## AUSGEWÄHLTER AUSZUG
Die Zerfaserten

Ende eines langen Winters: Beweglichkeit. Wie die Ameisen kriechen sie alle wieder aus ihren Häusern, recken das Gesicht in die Sonne, atmen tief ein. Der Bergkoller legt sich langsam im Bewegungsdrang, obwohl das hier nur Hügel sind. Aber in diesem Winter sind sie manchmal unüberwindlich geworden, Blitzeis in den Wäldern, gefrorenes Schmelzwasser, Schneeverwehungen in den Kehren, die Freunde hinter irgendeinem Bergpass. So viele Anrufe reihum, bevor das Menu umsonst gekocht ist: Der Schnee, das Eis, können nicht kommen, sitzen zuhause fest, sind schon im Dorf gestürzt. Nächtliches Schneestapfen mit Taschenlampe, weil man das Auto zuhause lässt, mehr als ins Nachbardorf macht nicht wirklich Freude.

Wir brechen aus mit den ersten Frühlingssonnenstrahlen. Brechen aus in Beweglichkeit: Kettensägen im Wald, die Schubkarre im Garten. Bäume wollen eingekürzt werden, das Laub mag die Beete noch eine Weile vor Nachtfrösten schützen, die Triebe der Rosen schreien nach Schnitt. Im März explodiert die Natur, der gärtnernde Mensch rast von einer Baustelle zur nächsten, reibt sich die Muskeln, ächzt, weil die winterlahmen Knochen so alt erscheinen. Mobilsein: Tratsch mit vorbeispazierenden Menschen, mit dem Auto in die Stadt und vor allem wildes Besuchen an den Abenden, den Wochenenden: der Pass ist schneefrei. Wir telefonieren weniger und sehen dafür Menschen wie Pilze aus dem Boden sprießen. Sonntags herrscht zwischen den Feldern Rush Hour. Menschen mit Kindern und Hunden. Und die Trecker rücken an. Die lähmende Schneestille hat sich aufgelöst in lärmende Fülle: Vogelgezwitscher, bei den Spatzen fast schon hysterisch, zartes oder dunkles Gebrumm leicht verschlafener Insekten - und der Wind rauscht in den Zweigen, als wolle er die Knospen heraustreiben. An den Abenden gute Gespräche an großen Tischen und Musik.

## AUFLISTUNG DER DATEN
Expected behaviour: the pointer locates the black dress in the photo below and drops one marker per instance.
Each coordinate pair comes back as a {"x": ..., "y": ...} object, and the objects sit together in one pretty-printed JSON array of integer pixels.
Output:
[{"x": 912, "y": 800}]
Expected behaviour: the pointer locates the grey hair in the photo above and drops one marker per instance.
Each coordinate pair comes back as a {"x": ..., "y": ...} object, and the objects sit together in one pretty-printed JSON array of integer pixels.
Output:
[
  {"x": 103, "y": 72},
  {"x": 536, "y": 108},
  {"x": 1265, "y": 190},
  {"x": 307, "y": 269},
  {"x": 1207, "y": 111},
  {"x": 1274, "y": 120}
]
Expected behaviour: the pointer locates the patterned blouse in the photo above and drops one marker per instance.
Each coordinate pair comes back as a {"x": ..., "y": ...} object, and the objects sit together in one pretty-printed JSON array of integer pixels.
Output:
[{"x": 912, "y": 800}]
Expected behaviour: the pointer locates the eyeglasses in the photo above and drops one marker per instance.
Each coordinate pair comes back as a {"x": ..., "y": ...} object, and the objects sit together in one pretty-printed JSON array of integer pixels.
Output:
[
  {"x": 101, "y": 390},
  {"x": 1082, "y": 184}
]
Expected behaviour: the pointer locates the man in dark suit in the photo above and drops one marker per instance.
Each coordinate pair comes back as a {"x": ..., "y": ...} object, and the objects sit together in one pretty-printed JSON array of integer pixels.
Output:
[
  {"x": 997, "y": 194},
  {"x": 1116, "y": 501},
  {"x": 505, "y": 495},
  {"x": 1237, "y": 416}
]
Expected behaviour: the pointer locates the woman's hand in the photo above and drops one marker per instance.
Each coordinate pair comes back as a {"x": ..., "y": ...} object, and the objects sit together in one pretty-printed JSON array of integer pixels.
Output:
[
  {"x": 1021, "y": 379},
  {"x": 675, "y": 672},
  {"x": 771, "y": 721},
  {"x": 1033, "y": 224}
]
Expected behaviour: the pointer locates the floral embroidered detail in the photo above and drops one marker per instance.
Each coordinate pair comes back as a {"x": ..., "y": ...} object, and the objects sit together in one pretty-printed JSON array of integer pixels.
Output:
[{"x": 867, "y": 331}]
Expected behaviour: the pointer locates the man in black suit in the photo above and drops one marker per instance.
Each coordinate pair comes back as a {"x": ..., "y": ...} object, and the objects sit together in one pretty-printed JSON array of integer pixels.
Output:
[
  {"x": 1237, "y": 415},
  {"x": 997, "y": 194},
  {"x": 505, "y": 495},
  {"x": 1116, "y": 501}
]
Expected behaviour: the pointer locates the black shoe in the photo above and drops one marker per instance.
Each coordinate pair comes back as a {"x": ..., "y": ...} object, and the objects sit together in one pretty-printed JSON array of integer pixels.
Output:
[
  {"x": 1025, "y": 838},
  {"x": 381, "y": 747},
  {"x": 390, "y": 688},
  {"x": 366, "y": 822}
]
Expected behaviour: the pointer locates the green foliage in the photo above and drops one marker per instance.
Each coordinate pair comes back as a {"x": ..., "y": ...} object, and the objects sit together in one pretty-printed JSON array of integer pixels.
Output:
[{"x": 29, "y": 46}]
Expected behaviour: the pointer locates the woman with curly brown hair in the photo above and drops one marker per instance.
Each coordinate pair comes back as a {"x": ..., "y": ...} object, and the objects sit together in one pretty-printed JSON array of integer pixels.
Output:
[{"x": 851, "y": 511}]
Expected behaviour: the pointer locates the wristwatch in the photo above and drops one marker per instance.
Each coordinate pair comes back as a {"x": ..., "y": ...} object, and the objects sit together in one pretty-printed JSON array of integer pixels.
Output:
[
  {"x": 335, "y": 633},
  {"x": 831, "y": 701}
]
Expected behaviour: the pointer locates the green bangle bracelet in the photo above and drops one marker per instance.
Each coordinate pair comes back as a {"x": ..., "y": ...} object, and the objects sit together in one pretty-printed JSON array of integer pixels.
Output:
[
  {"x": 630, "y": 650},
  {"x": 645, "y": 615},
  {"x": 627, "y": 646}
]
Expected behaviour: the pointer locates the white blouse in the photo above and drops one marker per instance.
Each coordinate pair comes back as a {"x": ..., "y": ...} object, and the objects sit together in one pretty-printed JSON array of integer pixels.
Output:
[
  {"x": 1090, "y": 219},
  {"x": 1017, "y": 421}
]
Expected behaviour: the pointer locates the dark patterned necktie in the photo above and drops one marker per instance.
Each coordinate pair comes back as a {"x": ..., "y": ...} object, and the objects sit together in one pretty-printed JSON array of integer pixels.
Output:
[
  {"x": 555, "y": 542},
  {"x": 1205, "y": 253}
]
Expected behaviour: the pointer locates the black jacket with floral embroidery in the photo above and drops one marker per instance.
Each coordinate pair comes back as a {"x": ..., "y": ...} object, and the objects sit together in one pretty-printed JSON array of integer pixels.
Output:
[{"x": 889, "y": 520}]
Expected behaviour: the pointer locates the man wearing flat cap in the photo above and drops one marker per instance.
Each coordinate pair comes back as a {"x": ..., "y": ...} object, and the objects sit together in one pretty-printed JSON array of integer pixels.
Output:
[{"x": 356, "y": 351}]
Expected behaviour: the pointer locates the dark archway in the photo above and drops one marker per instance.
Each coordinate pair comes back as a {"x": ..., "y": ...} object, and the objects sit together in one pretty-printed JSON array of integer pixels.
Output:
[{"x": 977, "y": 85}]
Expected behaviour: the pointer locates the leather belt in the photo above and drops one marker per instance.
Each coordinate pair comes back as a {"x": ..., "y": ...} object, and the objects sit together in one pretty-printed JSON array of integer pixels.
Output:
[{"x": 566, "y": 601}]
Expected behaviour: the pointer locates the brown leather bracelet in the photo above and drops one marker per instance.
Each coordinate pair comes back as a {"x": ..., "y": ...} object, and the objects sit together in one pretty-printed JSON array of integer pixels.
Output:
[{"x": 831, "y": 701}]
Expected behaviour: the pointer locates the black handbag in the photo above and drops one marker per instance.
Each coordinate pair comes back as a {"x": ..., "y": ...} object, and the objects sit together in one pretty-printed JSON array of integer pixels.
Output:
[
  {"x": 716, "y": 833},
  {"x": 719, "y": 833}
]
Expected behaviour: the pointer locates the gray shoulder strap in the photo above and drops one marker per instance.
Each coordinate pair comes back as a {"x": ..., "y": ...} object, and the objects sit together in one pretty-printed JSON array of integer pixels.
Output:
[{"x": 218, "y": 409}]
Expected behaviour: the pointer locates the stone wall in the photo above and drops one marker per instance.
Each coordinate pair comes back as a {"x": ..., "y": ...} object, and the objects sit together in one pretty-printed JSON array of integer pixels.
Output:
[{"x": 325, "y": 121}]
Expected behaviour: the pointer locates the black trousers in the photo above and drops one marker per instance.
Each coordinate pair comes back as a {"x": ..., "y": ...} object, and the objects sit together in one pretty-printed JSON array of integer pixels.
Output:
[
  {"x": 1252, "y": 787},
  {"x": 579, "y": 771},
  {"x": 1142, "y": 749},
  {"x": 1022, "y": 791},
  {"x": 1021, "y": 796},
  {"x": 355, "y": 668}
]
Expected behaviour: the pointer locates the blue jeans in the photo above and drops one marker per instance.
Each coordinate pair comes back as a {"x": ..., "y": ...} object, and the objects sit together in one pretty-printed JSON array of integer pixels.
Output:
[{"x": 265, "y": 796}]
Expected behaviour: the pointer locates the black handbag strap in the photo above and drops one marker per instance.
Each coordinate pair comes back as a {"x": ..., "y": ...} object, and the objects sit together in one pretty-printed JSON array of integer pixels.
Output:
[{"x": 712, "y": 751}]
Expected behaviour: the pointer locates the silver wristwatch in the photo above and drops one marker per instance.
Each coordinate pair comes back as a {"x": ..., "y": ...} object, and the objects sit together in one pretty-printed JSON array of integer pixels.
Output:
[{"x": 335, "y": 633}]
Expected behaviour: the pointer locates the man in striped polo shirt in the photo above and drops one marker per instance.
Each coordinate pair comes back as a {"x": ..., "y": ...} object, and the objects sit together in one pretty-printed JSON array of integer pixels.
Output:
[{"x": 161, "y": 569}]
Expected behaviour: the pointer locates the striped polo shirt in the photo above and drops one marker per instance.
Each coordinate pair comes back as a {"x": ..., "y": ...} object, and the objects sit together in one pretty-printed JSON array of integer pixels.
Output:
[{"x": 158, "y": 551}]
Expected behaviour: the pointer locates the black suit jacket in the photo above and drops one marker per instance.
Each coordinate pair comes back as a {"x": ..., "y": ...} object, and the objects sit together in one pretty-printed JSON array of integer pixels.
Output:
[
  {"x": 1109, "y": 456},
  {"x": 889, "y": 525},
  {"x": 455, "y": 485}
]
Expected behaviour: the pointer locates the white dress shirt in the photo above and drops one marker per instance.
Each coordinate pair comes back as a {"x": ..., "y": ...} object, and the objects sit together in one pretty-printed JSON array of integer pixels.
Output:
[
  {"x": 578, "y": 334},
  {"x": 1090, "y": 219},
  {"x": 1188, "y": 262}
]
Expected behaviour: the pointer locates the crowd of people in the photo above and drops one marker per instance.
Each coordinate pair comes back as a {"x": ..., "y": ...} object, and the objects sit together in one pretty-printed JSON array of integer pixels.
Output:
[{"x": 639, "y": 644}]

## ZIEL DER ÜBUNG
Setzen Sie den Auszug über das Ende des Winters nach seinem letzten Satz fort. Die Zeilen spielen hierfür keine Rolle.

## SCHRIFTLICHE ANTWORT
Nichts wie in die Stadt, die so oft so unerreichbar schien, weil man sich lieber eingemummelt hat, die Winterunfälle anderen überließ. Leute treffen, die sich sicher auch über den Frühling freuen. Eigenartig ist es da, Verkehrslärm statt Naturtöne. Hier singen die Amseln in der Winternacht, weil man die Bäume beleuchtet. Frühlingsgucken im Schaufenster, vorgetriebener Blumenkitsch im viel zu frühen Ostergewand.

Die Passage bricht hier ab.